Task goal: Locate the line containing "Please tag every instance of the graffiti" in the data below. Reproduce it and every following line up to the end, exactly as given.

Materials provided:
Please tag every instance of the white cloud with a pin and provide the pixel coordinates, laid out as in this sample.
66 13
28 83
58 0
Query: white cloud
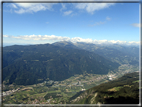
67 12
54 38
63 7
13 5
97 23
31 7
136 24
91 7
108 18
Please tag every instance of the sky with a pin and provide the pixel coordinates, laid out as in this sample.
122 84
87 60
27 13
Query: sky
39 23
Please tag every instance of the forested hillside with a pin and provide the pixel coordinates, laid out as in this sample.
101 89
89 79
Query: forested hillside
124 90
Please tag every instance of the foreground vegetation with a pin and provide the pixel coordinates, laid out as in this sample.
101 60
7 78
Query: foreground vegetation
124 90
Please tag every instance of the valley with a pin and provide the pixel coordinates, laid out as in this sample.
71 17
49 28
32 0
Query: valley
58 73
58 92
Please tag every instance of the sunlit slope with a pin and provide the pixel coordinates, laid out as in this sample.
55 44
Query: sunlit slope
124 90
116 53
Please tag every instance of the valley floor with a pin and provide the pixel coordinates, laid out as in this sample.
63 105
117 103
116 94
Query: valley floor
58 92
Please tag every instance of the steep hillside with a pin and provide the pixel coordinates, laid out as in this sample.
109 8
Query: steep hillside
116 53
124 90
36 63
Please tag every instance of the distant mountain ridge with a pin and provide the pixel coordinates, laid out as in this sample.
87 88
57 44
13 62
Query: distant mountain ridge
25 65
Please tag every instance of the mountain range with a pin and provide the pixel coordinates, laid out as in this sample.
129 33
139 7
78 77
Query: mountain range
31 64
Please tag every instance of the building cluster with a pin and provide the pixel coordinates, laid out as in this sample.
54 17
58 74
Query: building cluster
10 92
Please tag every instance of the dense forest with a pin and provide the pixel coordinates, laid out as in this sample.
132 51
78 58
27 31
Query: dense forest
124 90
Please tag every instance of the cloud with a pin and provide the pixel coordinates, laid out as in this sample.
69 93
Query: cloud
21 8
108 18
67 12
13 5
54 38
63 7
91 7
97 23
136 24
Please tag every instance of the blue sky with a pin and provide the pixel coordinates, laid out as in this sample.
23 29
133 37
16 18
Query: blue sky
36 23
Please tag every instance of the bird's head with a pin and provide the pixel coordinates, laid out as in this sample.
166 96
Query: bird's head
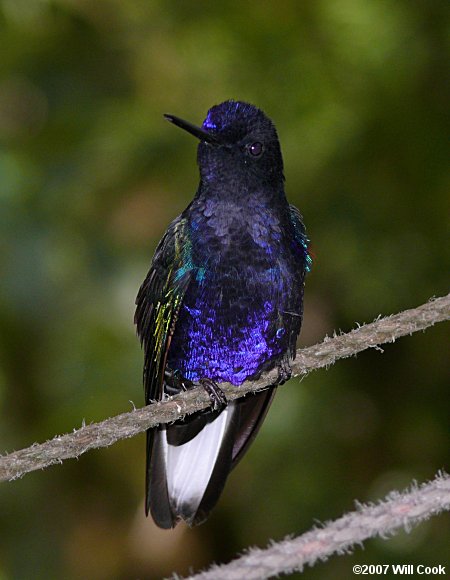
238 145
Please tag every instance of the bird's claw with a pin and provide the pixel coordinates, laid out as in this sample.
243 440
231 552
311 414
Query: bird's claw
284 371
215 393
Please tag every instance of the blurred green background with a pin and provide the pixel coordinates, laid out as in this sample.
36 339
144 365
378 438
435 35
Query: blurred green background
91 175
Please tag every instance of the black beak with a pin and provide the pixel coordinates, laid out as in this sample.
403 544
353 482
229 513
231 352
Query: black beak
193 130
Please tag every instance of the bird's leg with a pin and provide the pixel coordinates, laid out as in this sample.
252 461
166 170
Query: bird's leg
175 382
216 395
284 371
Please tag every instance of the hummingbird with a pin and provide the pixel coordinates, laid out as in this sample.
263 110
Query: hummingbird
222 302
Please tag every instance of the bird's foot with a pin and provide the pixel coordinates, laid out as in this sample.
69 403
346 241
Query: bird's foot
216 395
284 371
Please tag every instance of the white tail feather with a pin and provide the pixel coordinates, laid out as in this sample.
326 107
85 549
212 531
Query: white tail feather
189 467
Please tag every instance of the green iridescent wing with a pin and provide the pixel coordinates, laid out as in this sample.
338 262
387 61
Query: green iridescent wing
301 242
300 235
159 301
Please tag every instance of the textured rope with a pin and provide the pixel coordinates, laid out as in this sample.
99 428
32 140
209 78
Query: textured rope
396 512
323 354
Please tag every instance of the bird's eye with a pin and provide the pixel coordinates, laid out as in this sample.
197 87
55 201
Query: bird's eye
256 149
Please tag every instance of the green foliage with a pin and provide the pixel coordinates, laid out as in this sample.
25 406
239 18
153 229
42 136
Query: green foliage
90 177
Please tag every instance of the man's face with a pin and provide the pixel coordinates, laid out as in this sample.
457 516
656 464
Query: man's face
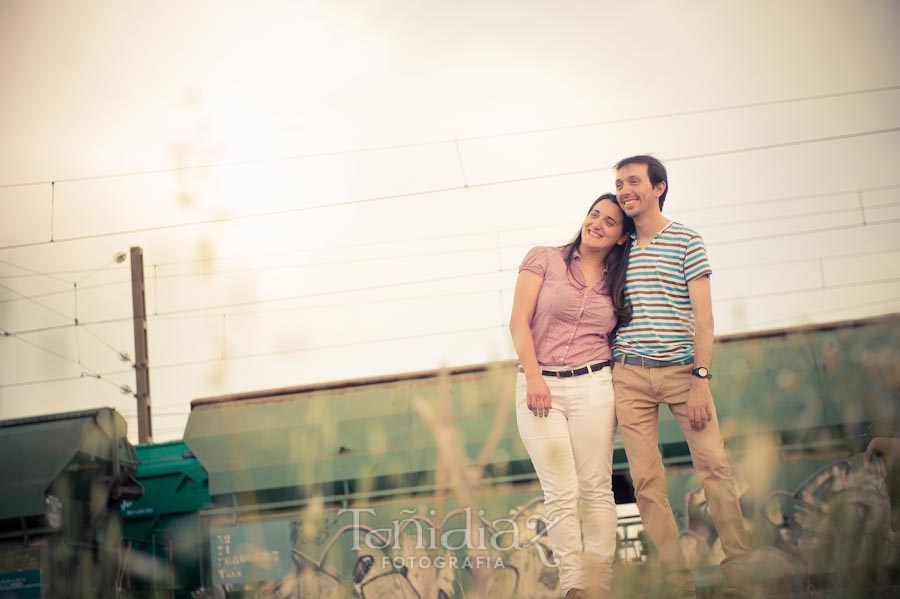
636 196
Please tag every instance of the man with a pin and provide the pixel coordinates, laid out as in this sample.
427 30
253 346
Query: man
663 356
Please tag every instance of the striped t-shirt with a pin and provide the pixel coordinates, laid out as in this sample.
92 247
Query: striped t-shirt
662 324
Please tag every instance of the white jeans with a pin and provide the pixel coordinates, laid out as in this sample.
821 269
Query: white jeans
571 450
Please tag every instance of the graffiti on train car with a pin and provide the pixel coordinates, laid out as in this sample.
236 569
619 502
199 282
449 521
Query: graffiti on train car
410 551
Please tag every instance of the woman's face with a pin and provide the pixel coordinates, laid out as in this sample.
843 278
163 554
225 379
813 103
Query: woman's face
603 227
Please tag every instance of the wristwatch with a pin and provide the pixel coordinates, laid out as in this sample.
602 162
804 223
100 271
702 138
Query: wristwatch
702 372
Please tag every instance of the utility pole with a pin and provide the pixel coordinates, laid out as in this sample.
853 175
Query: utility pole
141 366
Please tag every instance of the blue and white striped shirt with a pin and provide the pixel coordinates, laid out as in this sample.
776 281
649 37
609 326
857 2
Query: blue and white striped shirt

The answer:
Please tag every instance of the graffiti on train car with a pin and provide the pixel coordinates, laid out as in this sample.
236 569
619 502
199 282
449 521
Query: graffiti on train car
410 551
Please tag every instance of the woman's face with a pin and provide the pixel coordinates, laid out as in this sample.
843 278
163 554
225 379
813 103
Query: woman's face
603 227
Please tag every instance of the wristwatch with a pin and provide the pixel coordinates, laid out as in this sample.
602 162
804 223
100 271
702 138
Query: wristwatch
702 372
Please tag every instance of the utility pole with a pin and provide the pixel coordinates, laid out as in this sample.
853 175
Query: utility pole
141 366
Please tag every instance of the blue and white striped shirt with a pin and provide the pixel coordinates, laid out as in this sample.
776 281
649 37
609 326
857 2
Query: blue and white striped shirt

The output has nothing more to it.